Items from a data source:
'''
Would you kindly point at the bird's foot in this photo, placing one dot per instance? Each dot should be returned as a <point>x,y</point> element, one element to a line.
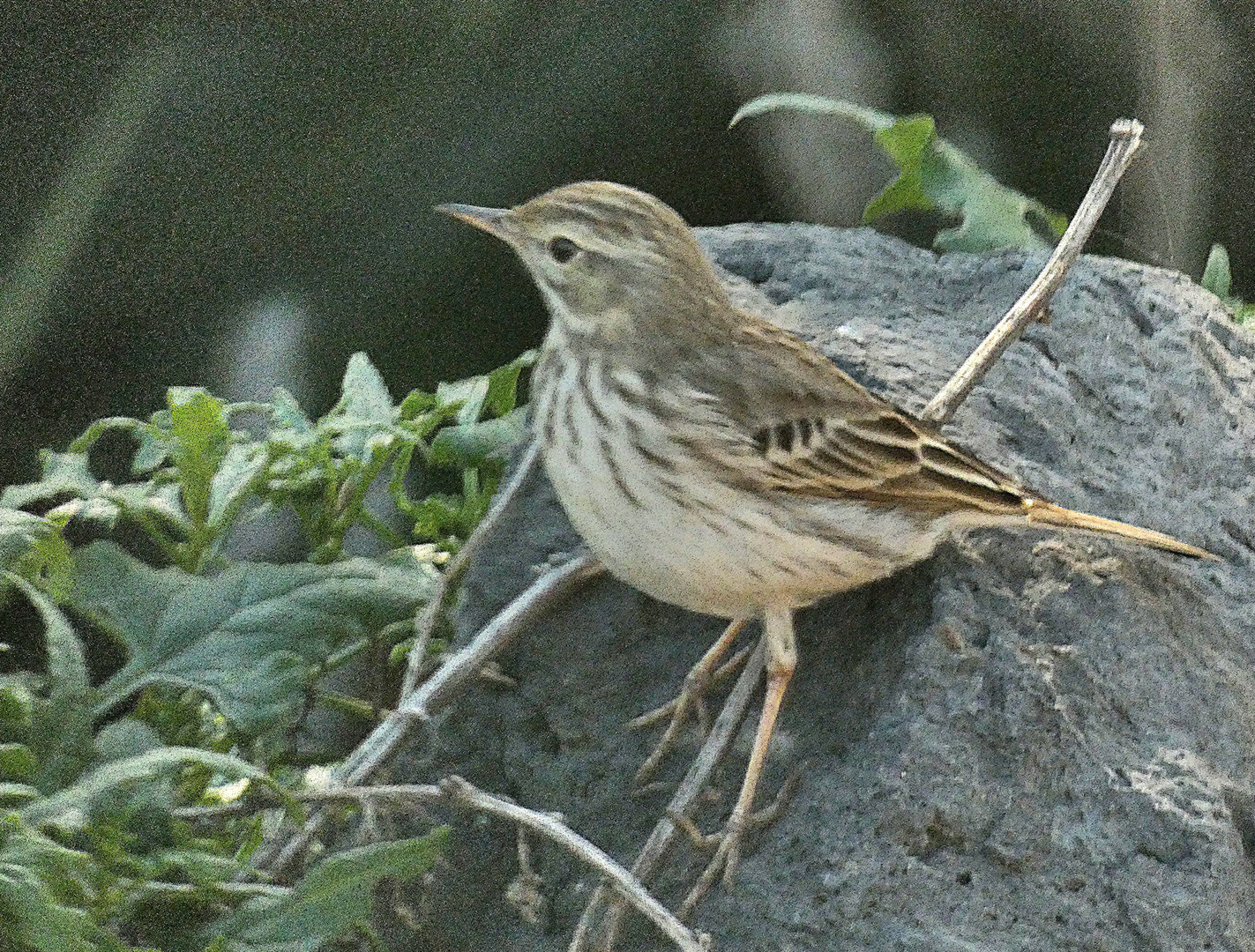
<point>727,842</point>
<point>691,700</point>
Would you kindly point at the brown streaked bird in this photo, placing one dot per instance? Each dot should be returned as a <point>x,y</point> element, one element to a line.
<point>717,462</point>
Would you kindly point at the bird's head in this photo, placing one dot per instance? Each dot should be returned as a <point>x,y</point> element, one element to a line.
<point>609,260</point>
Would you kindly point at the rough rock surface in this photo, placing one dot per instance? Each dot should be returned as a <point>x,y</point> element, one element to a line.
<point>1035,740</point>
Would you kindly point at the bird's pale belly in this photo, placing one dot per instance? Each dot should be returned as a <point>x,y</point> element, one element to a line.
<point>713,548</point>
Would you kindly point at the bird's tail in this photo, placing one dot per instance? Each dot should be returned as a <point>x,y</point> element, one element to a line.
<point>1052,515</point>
'''
'''
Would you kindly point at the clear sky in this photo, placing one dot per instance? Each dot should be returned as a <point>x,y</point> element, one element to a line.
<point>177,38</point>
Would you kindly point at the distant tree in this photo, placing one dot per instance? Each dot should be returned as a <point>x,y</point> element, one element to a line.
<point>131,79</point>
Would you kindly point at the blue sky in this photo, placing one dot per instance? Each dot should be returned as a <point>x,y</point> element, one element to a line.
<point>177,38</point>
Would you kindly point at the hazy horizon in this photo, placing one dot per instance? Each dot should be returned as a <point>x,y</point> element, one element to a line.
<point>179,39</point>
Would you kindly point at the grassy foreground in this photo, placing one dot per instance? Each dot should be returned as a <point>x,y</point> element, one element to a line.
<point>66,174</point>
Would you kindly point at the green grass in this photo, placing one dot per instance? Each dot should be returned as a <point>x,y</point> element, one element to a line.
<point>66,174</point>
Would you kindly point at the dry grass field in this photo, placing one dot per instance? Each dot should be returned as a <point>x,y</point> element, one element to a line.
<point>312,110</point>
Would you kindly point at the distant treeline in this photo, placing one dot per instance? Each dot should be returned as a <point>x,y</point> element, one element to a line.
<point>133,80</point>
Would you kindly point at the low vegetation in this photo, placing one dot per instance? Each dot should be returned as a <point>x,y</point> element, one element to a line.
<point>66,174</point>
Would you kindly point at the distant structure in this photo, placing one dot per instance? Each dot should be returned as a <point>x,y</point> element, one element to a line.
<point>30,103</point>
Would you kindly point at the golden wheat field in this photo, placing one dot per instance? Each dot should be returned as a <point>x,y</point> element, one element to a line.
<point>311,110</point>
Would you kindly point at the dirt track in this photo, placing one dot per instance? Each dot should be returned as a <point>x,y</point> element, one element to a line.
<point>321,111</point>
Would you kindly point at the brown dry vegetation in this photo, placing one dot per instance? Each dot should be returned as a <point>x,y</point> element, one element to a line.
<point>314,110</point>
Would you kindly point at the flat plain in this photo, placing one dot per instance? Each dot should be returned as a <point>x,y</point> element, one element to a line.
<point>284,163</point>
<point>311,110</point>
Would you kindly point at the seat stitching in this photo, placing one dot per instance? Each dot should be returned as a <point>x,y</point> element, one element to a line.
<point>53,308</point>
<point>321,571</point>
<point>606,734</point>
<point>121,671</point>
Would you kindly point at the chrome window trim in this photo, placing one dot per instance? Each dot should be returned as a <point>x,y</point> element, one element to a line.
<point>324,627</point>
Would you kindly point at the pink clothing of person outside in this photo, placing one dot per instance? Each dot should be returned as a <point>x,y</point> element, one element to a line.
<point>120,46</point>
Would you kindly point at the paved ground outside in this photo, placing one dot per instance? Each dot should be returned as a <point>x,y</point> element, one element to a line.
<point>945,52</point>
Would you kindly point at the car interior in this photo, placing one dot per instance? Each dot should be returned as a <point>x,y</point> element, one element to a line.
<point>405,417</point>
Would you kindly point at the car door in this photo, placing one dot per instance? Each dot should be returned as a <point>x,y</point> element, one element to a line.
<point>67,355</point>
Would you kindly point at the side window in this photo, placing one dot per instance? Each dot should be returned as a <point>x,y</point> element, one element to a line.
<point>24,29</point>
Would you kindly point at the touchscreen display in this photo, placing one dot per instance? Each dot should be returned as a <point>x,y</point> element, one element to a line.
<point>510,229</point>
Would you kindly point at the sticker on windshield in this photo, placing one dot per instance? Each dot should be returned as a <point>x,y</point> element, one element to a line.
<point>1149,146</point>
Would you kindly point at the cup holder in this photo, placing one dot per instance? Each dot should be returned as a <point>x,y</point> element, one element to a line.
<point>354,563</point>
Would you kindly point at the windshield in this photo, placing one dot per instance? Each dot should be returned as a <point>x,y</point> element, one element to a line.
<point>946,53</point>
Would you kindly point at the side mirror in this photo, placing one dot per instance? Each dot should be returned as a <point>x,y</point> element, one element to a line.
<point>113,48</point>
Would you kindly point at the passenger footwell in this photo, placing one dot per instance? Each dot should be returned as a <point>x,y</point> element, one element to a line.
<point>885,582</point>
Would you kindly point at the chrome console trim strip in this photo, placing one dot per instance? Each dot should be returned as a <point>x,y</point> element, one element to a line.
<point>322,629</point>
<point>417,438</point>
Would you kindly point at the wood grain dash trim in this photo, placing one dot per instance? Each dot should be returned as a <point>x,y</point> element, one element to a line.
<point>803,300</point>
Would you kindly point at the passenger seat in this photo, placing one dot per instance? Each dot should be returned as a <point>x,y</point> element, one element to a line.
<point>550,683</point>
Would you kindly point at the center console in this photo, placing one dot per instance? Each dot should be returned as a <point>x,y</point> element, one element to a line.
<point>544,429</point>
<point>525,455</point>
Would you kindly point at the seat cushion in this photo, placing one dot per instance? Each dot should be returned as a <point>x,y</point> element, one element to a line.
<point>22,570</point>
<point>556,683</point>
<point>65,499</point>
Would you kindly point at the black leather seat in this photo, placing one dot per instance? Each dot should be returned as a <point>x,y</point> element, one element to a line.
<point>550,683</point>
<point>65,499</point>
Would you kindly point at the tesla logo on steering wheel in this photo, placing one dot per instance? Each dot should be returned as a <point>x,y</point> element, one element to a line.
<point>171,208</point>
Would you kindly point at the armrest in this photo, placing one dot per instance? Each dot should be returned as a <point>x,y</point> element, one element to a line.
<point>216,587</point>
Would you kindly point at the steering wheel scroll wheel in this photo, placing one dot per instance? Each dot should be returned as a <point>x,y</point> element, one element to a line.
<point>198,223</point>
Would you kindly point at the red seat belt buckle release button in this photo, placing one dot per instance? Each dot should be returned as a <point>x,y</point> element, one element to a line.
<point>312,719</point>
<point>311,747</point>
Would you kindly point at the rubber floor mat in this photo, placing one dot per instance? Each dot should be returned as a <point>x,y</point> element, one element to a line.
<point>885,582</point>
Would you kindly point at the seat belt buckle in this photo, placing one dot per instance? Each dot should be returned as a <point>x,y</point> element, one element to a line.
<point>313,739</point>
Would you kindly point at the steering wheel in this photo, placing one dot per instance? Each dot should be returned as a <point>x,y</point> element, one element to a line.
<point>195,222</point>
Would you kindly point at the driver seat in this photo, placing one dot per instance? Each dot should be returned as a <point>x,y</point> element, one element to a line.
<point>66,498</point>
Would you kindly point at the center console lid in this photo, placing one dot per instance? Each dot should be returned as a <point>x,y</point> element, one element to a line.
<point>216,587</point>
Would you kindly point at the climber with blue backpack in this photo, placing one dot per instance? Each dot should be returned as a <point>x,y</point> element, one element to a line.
'''
'''
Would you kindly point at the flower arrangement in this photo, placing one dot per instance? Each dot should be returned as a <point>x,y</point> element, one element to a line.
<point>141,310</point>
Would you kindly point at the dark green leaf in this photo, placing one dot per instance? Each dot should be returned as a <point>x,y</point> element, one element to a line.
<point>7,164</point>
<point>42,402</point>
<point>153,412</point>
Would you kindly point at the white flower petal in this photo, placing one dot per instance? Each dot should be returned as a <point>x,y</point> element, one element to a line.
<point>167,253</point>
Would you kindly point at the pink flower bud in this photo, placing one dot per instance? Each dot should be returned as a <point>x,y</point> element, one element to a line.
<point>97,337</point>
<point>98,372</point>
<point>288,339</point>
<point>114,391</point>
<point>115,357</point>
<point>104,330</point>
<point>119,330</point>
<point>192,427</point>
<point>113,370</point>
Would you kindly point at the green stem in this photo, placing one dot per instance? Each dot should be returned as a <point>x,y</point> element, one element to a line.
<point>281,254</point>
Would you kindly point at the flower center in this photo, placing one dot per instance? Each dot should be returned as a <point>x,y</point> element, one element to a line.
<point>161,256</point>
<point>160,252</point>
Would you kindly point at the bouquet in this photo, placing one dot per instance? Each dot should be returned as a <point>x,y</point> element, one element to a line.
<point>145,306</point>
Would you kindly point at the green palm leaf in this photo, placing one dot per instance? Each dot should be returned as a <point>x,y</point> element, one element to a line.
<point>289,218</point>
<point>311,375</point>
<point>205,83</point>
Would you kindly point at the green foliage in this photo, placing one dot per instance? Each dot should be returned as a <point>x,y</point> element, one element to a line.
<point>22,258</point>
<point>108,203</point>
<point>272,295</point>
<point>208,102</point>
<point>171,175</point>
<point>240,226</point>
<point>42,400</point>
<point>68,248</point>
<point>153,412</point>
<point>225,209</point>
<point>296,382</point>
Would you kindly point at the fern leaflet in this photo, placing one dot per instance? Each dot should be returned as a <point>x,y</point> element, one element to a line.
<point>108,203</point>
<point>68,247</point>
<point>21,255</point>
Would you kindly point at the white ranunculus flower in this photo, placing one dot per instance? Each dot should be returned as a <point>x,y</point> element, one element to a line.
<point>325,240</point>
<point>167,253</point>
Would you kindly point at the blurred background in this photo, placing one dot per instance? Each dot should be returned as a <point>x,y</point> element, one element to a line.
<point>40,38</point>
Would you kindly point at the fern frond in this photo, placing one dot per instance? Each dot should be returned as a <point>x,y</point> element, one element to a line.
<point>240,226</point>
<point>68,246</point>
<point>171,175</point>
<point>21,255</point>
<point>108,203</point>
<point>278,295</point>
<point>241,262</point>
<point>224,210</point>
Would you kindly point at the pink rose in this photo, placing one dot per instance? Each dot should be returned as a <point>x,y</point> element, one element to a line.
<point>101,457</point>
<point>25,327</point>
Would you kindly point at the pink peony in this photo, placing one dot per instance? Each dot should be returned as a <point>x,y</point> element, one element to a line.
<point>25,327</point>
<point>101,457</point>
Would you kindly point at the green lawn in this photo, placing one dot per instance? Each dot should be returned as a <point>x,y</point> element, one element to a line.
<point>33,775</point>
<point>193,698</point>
'''
Task directions
Could you rewrite the lines starting at the one containing "Would you kindly point at the green foliage" and ending at the one containing "<point>68,248</point>", replacing "green foliage" with "leafy vegetation" and leaving everything else as it is?

Final result
Would you kindly point at the leafy vegetation in this photo, placing one dot per instance? Each dot should be returned as a <point>x,y</point> element, one element to a line.
<point>22,258</point>
<point>108,203</point>
<point>272,295</point>
<point>208,102</point>
<point>171,175</point>
<point>240,226</point>
<point>42,400</point>
<point>68,248</point>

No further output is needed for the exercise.